## EXERCISE
Return every line of the data that contains the word "white".

## LISTED ENTRIES
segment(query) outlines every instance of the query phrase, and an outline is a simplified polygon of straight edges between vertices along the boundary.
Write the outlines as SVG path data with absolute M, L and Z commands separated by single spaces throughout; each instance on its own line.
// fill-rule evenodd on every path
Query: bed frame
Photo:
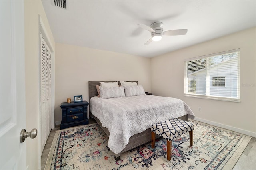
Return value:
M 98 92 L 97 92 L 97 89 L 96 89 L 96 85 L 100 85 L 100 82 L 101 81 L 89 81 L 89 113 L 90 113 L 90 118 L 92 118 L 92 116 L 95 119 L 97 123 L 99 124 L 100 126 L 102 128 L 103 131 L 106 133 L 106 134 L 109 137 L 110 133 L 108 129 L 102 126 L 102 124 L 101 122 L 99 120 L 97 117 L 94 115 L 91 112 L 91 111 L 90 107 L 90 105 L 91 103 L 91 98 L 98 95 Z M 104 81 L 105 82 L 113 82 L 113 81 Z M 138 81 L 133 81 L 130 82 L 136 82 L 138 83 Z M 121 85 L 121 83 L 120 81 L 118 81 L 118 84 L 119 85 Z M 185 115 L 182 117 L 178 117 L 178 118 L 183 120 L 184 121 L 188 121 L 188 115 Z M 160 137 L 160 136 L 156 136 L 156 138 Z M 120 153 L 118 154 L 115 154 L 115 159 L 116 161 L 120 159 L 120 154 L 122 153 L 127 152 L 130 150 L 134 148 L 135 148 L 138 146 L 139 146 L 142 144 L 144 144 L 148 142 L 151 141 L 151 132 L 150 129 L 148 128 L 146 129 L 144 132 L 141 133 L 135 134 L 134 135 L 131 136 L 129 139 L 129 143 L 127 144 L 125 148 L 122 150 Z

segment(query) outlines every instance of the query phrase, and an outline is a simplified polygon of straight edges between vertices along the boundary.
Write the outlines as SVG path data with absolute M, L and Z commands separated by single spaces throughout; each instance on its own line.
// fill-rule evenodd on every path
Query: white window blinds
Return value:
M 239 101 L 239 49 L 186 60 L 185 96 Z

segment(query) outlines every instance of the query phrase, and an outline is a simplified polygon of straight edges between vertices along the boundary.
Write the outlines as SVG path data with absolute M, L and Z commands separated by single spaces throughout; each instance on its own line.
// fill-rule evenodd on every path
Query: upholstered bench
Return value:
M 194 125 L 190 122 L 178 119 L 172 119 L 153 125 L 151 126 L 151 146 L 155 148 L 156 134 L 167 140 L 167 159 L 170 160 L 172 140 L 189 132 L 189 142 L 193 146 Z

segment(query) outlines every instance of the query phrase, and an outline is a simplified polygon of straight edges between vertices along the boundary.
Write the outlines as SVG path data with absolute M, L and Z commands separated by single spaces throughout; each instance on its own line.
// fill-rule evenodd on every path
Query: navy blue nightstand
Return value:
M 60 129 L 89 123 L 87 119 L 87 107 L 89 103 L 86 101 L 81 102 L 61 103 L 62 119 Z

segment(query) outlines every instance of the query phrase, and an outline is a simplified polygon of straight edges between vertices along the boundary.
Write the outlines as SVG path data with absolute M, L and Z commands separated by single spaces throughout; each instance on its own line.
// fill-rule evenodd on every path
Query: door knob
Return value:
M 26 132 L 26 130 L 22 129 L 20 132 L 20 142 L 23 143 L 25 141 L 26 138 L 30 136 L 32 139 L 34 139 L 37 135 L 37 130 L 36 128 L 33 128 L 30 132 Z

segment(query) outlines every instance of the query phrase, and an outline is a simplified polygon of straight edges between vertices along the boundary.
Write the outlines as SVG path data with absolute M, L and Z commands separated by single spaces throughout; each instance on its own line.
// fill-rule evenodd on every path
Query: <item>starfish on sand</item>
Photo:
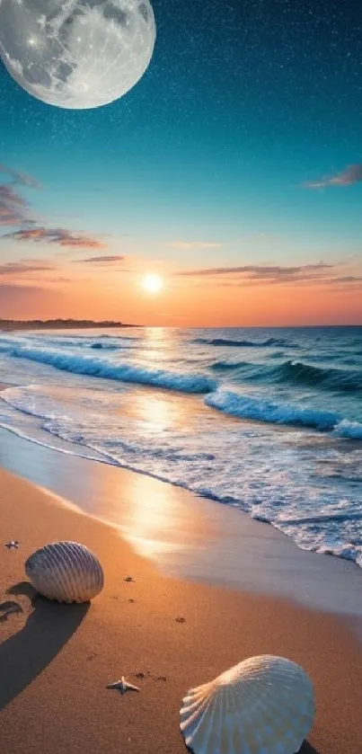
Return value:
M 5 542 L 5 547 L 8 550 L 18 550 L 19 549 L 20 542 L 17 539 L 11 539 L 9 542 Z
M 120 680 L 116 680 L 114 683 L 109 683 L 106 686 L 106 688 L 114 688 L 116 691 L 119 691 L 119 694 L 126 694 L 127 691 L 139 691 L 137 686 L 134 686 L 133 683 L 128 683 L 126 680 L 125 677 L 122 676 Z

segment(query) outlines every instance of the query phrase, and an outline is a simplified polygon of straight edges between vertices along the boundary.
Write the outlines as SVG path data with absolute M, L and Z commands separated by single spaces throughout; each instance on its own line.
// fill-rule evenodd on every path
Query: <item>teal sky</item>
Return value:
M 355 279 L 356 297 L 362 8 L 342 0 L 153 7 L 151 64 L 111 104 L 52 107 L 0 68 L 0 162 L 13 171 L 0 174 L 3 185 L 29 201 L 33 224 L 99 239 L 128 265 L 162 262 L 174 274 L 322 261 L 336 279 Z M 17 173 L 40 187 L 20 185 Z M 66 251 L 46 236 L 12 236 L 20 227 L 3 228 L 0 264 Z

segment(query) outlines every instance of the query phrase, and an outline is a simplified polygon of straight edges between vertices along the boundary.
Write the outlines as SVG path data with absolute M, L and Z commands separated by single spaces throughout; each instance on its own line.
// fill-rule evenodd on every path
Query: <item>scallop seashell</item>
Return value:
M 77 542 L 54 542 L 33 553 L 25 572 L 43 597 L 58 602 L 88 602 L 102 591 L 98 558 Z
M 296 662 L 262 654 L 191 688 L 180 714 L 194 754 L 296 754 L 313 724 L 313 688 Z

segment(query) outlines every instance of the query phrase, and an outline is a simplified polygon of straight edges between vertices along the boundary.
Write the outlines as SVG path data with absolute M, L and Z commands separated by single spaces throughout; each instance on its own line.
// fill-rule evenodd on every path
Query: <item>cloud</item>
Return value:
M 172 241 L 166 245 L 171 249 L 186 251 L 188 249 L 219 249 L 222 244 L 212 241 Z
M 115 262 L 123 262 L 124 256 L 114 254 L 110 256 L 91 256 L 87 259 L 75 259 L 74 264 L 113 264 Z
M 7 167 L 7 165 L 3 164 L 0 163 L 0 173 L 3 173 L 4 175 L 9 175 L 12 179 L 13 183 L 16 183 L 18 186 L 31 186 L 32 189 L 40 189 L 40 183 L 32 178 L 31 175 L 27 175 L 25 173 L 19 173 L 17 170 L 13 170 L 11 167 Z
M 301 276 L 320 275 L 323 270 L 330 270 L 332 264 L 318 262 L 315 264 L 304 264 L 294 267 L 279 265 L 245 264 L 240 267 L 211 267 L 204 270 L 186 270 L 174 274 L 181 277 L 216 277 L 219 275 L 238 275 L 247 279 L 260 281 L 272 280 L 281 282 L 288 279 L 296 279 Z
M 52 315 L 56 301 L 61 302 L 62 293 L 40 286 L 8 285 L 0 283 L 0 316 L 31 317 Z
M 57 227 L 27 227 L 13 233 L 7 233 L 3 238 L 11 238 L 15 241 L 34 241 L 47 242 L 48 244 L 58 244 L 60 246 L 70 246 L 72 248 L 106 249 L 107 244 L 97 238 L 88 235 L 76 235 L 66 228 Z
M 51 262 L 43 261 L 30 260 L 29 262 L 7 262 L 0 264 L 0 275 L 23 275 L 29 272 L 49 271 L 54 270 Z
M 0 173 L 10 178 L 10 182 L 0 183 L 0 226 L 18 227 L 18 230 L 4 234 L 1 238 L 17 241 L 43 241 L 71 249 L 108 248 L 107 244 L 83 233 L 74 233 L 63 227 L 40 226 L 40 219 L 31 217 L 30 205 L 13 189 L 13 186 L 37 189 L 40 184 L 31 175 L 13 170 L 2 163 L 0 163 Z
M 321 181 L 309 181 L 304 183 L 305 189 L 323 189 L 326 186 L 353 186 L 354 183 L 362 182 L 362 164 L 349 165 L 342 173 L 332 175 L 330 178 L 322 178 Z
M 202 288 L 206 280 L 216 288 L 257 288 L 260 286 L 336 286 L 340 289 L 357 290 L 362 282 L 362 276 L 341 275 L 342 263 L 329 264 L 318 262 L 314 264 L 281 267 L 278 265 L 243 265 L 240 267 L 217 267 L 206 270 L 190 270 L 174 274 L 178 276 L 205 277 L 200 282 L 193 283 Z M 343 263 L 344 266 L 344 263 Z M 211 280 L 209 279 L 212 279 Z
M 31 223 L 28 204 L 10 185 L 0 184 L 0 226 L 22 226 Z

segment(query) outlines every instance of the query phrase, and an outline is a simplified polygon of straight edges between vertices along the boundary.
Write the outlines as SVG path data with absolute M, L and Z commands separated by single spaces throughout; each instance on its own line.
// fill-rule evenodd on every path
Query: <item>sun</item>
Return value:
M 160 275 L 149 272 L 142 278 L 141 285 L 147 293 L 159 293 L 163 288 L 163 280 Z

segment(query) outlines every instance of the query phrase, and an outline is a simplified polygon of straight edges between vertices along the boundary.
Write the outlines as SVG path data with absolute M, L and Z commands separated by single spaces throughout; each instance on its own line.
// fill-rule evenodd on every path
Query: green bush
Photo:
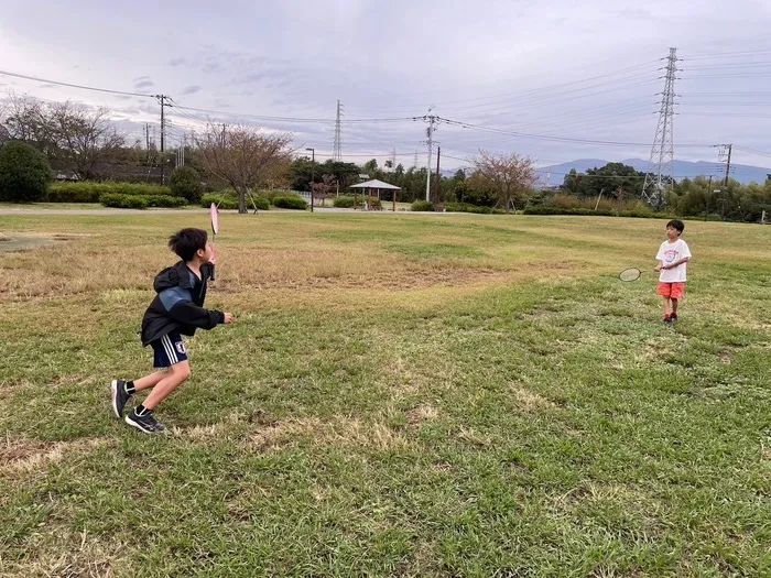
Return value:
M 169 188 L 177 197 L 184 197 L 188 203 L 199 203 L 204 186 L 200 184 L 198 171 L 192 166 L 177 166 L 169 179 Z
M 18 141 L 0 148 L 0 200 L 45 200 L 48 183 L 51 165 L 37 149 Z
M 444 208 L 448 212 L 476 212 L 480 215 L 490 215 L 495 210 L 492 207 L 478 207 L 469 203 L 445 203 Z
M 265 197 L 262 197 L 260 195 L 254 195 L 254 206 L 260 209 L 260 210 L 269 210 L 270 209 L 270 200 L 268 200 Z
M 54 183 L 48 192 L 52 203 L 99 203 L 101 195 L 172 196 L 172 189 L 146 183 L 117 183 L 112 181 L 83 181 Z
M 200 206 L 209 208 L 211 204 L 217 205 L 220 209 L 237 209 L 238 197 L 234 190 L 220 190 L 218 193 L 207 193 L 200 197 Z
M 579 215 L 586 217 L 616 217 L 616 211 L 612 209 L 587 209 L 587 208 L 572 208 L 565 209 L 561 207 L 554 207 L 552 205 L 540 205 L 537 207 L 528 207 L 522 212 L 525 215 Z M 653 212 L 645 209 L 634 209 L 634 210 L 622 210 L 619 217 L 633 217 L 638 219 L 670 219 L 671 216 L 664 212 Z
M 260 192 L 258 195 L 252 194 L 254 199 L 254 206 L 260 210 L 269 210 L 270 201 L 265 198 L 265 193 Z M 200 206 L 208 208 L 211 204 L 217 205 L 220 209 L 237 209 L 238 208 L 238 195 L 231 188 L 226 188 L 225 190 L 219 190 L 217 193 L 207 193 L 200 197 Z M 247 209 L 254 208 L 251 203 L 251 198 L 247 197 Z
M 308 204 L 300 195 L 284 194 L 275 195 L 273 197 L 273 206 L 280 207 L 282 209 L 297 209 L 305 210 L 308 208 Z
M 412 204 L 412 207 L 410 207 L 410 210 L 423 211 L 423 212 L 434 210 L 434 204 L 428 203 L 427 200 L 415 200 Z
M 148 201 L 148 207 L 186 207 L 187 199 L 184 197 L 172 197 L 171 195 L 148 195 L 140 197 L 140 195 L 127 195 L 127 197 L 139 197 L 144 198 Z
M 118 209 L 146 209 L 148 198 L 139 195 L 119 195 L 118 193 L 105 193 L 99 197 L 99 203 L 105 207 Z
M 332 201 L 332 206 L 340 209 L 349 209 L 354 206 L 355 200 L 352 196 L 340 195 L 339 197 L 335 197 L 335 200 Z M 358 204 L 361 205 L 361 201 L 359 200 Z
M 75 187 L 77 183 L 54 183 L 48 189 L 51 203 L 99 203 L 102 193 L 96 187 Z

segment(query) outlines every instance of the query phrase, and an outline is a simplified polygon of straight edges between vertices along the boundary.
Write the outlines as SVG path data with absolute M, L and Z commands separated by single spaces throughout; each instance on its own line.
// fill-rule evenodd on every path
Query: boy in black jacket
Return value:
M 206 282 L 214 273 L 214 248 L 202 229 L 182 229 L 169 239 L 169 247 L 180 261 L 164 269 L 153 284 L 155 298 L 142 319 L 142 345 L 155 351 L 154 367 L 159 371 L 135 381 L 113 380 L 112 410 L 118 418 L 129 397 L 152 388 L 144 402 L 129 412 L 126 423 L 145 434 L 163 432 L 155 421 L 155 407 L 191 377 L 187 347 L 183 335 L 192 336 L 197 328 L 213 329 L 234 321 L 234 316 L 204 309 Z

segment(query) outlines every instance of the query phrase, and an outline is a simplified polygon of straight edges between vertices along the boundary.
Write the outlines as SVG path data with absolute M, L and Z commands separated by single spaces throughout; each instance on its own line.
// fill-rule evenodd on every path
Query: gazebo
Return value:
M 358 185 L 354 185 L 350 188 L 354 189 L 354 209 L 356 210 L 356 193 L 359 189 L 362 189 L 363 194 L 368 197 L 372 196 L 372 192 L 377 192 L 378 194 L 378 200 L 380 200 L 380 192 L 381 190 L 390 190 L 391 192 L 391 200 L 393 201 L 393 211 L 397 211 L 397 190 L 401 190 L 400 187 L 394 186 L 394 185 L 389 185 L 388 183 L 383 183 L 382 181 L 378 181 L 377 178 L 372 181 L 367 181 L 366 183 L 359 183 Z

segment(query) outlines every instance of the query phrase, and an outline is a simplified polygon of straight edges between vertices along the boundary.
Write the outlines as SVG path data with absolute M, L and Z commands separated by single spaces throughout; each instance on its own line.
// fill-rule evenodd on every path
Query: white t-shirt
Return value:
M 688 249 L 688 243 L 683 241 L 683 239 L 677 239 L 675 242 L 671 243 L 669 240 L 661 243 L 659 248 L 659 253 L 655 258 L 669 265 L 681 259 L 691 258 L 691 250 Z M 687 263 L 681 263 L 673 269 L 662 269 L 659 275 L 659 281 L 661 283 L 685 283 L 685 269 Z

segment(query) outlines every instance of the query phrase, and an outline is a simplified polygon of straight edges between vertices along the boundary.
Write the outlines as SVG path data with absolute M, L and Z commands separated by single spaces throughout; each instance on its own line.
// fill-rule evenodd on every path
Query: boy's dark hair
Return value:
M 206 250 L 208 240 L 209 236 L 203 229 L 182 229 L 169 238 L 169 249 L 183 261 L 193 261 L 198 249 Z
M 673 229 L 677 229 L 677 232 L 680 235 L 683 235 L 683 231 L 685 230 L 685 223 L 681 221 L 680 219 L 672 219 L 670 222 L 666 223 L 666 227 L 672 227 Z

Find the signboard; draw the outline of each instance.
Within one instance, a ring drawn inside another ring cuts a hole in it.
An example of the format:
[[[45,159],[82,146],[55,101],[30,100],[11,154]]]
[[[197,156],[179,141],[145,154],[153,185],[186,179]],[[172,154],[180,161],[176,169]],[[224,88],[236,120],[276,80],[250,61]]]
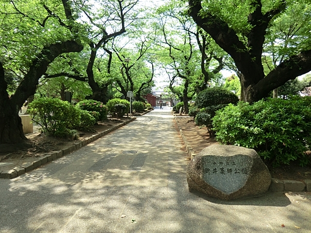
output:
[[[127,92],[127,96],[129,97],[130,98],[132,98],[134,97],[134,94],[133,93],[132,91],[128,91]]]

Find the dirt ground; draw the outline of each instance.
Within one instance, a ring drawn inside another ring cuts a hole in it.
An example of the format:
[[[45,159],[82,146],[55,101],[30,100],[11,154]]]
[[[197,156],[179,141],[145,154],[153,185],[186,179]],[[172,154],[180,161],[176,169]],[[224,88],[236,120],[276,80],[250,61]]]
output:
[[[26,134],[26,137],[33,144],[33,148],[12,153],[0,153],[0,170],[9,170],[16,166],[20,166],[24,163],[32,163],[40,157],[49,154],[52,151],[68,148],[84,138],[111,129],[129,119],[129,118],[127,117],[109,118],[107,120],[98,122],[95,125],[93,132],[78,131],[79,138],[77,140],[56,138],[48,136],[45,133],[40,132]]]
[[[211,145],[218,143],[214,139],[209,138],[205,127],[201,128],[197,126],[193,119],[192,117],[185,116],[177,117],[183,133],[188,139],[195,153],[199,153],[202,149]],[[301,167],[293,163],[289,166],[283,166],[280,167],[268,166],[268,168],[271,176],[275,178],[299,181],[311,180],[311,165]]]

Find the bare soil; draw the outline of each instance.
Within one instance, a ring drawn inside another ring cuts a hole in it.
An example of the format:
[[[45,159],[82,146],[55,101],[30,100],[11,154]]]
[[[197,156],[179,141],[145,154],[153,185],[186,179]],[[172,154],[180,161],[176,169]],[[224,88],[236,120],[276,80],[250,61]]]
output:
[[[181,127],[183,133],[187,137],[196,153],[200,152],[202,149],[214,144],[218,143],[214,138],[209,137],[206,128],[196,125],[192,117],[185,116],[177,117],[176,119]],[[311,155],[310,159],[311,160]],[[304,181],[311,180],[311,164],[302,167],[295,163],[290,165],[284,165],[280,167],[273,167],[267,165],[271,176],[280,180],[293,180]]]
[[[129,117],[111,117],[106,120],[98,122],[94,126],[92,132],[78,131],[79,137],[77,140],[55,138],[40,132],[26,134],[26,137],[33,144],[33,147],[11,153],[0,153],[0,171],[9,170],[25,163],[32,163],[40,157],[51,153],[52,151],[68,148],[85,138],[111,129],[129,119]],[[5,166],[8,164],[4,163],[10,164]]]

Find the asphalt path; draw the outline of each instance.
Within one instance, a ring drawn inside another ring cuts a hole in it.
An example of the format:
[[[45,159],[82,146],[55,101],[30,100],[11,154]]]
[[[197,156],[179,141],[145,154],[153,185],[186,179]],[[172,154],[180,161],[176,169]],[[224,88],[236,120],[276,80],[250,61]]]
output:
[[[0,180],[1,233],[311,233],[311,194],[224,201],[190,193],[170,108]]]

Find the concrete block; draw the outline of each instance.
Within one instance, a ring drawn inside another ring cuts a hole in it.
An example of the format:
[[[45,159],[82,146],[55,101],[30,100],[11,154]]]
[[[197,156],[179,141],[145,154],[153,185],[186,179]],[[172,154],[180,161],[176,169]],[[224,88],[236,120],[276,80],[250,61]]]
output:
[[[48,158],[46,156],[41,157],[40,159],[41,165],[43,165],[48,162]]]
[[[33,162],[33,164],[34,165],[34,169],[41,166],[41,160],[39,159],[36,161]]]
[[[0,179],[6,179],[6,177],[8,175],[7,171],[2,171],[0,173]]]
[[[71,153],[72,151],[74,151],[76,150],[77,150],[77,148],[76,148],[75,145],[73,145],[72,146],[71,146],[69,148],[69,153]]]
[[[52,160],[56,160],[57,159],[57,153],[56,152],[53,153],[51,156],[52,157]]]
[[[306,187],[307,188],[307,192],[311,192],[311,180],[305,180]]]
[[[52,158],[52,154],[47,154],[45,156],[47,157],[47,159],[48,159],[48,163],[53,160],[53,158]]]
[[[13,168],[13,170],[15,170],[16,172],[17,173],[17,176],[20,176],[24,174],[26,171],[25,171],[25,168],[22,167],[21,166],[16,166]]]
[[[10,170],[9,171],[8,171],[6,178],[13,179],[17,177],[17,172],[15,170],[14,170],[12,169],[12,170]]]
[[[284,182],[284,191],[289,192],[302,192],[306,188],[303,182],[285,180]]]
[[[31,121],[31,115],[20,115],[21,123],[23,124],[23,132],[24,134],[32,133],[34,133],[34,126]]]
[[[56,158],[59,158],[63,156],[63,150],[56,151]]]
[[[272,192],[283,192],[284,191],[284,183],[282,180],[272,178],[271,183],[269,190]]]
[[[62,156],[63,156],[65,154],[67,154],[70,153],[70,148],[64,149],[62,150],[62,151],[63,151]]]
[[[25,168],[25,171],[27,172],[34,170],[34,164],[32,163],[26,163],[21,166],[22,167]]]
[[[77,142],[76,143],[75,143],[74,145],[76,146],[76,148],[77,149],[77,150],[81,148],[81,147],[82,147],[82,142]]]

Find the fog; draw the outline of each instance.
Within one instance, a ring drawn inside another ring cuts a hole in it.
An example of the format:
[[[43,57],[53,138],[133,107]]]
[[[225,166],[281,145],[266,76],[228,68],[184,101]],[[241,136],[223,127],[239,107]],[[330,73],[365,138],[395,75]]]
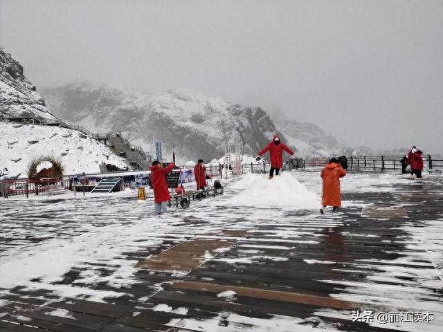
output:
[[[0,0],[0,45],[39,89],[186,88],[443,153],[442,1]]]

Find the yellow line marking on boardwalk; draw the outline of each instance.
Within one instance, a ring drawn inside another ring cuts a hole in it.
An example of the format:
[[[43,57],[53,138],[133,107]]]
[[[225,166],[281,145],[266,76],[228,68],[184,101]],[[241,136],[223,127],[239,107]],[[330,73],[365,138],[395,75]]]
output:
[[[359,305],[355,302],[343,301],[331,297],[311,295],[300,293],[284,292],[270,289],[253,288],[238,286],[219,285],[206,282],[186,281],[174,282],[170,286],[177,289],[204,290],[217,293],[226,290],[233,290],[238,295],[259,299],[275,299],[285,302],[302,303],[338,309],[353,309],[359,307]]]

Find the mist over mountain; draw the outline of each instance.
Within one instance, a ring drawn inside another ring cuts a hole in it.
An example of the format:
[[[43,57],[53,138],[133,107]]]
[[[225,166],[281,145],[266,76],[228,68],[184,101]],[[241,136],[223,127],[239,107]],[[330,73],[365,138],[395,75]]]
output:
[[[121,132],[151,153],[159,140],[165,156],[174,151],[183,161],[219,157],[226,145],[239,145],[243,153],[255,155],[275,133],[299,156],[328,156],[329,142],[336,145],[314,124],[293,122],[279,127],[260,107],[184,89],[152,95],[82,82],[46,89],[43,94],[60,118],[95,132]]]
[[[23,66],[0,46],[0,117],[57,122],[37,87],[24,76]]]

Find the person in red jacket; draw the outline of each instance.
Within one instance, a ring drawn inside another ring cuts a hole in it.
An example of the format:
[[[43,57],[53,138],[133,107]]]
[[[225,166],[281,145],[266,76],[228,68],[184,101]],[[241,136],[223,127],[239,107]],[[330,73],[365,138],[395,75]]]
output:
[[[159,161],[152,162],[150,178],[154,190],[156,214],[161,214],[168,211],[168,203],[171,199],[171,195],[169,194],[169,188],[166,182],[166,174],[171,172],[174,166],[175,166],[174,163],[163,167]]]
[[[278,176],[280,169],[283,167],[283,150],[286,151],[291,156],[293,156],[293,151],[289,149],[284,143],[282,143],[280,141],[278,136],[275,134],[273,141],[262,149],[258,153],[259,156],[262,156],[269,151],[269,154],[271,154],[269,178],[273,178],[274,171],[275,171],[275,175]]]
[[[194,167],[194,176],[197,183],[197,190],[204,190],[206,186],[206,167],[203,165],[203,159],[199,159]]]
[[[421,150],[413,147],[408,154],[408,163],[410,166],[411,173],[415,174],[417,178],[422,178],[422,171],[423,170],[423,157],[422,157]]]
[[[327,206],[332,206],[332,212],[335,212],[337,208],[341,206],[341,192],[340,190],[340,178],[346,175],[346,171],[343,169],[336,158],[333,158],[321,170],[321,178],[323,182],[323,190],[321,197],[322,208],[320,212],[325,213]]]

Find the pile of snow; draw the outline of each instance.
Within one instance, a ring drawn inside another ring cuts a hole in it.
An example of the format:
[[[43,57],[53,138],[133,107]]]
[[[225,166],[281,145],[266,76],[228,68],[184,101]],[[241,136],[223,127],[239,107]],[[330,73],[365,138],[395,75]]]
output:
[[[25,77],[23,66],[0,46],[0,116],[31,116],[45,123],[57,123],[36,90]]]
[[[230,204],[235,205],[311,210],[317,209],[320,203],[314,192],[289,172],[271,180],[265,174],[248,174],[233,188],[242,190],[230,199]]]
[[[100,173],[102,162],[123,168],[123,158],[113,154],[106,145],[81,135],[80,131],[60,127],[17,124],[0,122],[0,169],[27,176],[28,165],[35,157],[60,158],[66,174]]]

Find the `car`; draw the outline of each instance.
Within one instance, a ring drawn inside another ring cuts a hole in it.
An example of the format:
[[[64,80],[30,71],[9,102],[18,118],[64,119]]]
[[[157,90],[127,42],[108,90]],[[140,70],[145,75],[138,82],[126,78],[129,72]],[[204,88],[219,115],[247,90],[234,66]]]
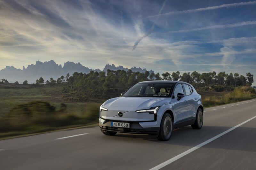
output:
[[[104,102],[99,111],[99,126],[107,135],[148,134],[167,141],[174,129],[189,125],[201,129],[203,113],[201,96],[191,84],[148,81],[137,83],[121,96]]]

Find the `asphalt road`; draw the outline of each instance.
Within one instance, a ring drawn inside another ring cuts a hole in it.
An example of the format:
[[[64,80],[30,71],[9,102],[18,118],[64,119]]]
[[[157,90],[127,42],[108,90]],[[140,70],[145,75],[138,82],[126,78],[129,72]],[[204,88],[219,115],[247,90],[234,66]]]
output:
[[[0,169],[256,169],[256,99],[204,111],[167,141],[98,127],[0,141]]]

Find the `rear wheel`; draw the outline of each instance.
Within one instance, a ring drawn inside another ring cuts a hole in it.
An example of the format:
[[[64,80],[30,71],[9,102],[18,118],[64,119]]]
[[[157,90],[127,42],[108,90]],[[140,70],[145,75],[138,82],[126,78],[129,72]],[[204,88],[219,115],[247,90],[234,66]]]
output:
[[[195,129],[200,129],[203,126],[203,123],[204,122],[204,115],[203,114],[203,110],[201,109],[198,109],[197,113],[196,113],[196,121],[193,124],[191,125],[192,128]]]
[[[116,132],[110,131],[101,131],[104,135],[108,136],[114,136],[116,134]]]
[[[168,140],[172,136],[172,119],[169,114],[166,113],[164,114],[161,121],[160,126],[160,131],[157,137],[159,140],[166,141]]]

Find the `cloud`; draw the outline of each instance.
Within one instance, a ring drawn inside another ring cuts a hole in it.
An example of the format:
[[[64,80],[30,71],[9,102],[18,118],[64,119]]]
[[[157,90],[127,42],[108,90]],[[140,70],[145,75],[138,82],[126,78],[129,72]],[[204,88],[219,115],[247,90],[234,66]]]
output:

## WRITTEN RESPONSE
Query: white window blinds
Query: white t-shirt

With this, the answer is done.